- [Records supplied]
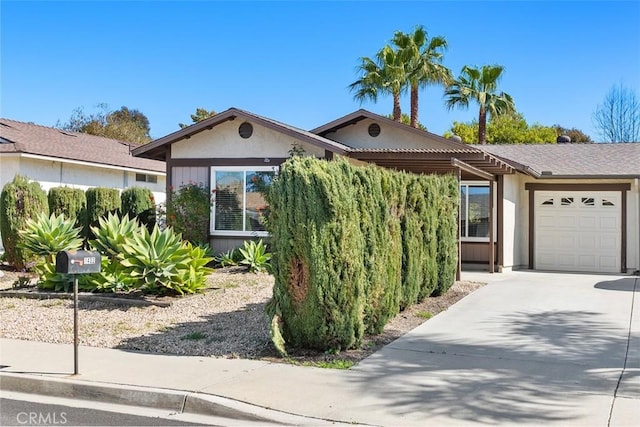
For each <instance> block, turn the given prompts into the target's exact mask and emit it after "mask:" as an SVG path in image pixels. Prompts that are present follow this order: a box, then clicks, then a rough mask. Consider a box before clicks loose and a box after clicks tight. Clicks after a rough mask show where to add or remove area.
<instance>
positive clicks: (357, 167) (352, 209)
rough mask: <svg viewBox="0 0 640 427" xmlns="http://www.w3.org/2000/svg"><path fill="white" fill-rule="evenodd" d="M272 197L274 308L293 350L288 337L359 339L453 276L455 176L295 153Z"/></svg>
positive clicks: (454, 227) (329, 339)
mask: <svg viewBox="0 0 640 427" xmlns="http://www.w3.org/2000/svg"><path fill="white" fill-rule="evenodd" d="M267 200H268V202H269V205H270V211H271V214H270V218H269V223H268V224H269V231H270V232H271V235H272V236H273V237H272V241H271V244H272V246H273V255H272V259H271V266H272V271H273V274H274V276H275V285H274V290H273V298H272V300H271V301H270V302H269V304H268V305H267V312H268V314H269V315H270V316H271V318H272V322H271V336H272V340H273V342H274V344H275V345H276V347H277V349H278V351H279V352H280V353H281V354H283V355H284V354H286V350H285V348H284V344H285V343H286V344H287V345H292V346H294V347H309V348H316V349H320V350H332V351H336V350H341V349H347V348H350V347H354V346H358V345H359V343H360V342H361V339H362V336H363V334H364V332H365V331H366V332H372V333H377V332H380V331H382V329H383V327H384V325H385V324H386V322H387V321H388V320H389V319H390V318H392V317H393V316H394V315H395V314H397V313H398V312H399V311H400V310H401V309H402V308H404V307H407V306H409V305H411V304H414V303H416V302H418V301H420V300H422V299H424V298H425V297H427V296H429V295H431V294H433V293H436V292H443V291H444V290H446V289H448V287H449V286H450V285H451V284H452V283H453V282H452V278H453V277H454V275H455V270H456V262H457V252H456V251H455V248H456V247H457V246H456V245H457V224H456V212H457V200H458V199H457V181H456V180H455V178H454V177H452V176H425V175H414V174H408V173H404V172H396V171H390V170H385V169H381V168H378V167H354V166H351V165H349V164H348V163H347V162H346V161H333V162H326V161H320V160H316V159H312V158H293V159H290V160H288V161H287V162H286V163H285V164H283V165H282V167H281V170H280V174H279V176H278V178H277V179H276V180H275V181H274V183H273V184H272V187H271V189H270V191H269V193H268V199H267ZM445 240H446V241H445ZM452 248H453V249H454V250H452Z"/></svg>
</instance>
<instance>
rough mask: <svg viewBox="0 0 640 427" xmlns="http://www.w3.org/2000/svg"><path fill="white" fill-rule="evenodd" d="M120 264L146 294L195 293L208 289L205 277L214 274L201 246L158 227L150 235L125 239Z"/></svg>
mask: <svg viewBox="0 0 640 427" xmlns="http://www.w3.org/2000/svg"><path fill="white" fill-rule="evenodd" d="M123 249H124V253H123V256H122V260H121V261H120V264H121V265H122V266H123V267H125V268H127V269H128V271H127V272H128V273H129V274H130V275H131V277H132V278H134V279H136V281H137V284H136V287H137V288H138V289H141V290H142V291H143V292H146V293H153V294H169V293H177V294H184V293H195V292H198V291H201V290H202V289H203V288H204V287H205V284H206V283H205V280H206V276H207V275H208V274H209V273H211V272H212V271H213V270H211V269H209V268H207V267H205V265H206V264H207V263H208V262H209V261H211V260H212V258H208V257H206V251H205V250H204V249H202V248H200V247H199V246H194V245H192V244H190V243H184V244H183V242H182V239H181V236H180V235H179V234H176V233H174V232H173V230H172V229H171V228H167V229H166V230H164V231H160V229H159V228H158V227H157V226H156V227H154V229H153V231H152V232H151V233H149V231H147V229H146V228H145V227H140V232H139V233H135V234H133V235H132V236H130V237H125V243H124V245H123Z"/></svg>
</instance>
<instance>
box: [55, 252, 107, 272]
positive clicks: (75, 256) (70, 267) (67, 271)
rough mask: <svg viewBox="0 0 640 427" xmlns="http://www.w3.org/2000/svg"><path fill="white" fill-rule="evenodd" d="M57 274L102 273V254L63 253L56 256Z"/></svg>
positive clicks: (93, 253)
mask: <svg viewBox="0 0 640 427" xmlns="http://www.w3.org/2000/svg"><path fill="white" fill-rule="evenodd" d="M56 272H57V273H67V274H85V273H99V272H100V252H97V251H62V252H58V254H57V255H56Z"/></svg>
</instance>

- [Task prompt]
Without including any pictures, output all the entries above exactly.

- [Result of this task]
For each <instance> block, turn the given prompts into the target's exact mask and emit it after "mask:" as an SVG path in image pixels. Prompts that are present follow this order: a box, then clicks, then a rough mask. Consider a box before clicks loose and a box after clicks tight. Clicks after a rough mask show where to add or remove area.
<instance>
positive clicks: (357, 167) (352, 209)
rough mask: <svg viewBox="0 0 640 427" xmlns="http://www.w3.org/2000/svg"><path fill="white" fill-rule="evenodd" d="M272 197L274 308L293 350L288 337L359 339L453 276L455 176L295 153Z"/></svg>
positive clicks: (454, 227) (329, 339)
mask: <svg viewBox="0 0 640 427" xmlns="http://www.w3.org/2000/svg"><path fill="white" fill-rule="evenodd" d="M267 200H268V202H269V205H270V211H271V214H270V218H269V223H268V224H269V231H270V232H271V235H272V236H273V237H272V241H271V244H272V246H273V255H272V259H271V266H272V271H273V274H274V276H275V285H274V290H273V298H272V300H271V301H270V302H269V304H268V305H267V312H268V314H269V315H270V316H271V318H272V322H271V336H272V340H273V342H274V344H275V345H276V347H277V349H278V351H279V352H280V353H281V354H283V355H284V354H286V350H285V348H284V344H285V343H286V344H287V345H292V346H294V347H309V348H316V349H320V350H332V351H336V350H341V349H347V348H350V347H354V346H358V345H359V343H360V342H361V339H362V336H363V334H364V332H365V331H366V332H372V333H377V332H380V331H382V329H383V327H384V325H385V324H386V322H387V321H388V320H389V319H390V318H392V317H393V316H394V315H395V314H397V313H398V312H399V311H400V310H401V309H402V308H404V307H407V306H409V305H411V304H414V303H416V302H418V301H420V300H422V299H424V298H425V297H427V296H429V295H431V294H433V293H436V292H443V291H444V290H446V289H448V287H449V286H450V285H451V284H452V283H453V282H452V278H453V277H454V275H455V270H456V262H457V252H456V251H455V248H456V247H457V246H456V245H457V224H456V212H457V200H458V199H457V181H456V180H455V178H454V177H452V176H425V175H414V174H408V173H404V172H396V171H390V170H385V169H381V168H378V167H354V166H351V165H349V164H348V163H347V162H346V161H333V162H326V161H320V160H316V159H312V158H293V159H290V160H288V161H287V162H286V163H285V164H283V165H282V167H281V170H280V174H279V176H278V178H277V179H276V180H275V181H274V183H273V184H272V187H271V189H270V191H269V193H268V199H267ZM445 240H446V241H445ZM452 248H453V249H454V250H452Z"/></svg>
</instance>
<instance>
rough mask: <svg viewBox="0 0 640 427" xmlns="http://www.w3.org/2000/svg"><path fill="white" fill-rule="evenodd" d="M120 264L146 294L195 293L208 289L205 277L214 274L201 246L158 227L150 235L125 239Z"/></svg>
mask: <svg viewBox="0 0 640 427" xmlns="http://www.w3.org/2000/svg"><path fill="white" fill-rule="evenodd" d="M123 249H124V253H123V256H122V260H121V261H120V264H121V265H122V266H123V267H125V268H127V269H128V271H127V272H128V273H129V274H130V275H131V277H132V278H134V279H136V281H137V284H136V287H137V288H138V289H141V290H142V291H143V292H146V293H153V294H169V293H177V294H184V293H195V292H198V291H201V290H202V289H203V288H204V287H205V284H206V283H205V280H206V276H207V275H208V274H209V273H211V272H212V271H213V270H211V269H209V268H207V267H205V265H206V264H207V263H208V262H209V261H211V260H212V258H208V257H206V251H205V250H204V249H202V248H200V247H199V246H194V245H192V244H190V243H184V244H183V242H182V239H181V236H180V235H179V234H176V233H174V232H173V230H172V229H171V228H167V229H166V230H164V231H160V229H159V228H158V227H157V226H156V227H154V229H153V231H152V232H151V233H149V231H147V229H146V228H145V227H140V232H139V233H135V234H133V235H132V236H130V237H125V243H124V245H123Z"/></svg>
</instance>
<instance>
box: [55, 252, 107, 272]
positive clicks: (75, 256) (70, 267) (67, 271)
rough mask: <svg viewBox="0 0 640 427" xmlns="http://www.w3.org/2000/svg"><path fill="white" fill-rule="evenodd" d="M57 274L102 273V254L63 253L56 256Z"/></svg>
positive clicks: (93, 253)
mask: <svg viewBox="0 0 640 427" xmlns="http://www.w3.org/2000/svg"><path fill="white" fill-rule="evenodd" d="M56 272H57V273H67V274H85V273H99V272H100V252H97V251H62V252H58V254H57V255H56Z"/></svg>
</instance>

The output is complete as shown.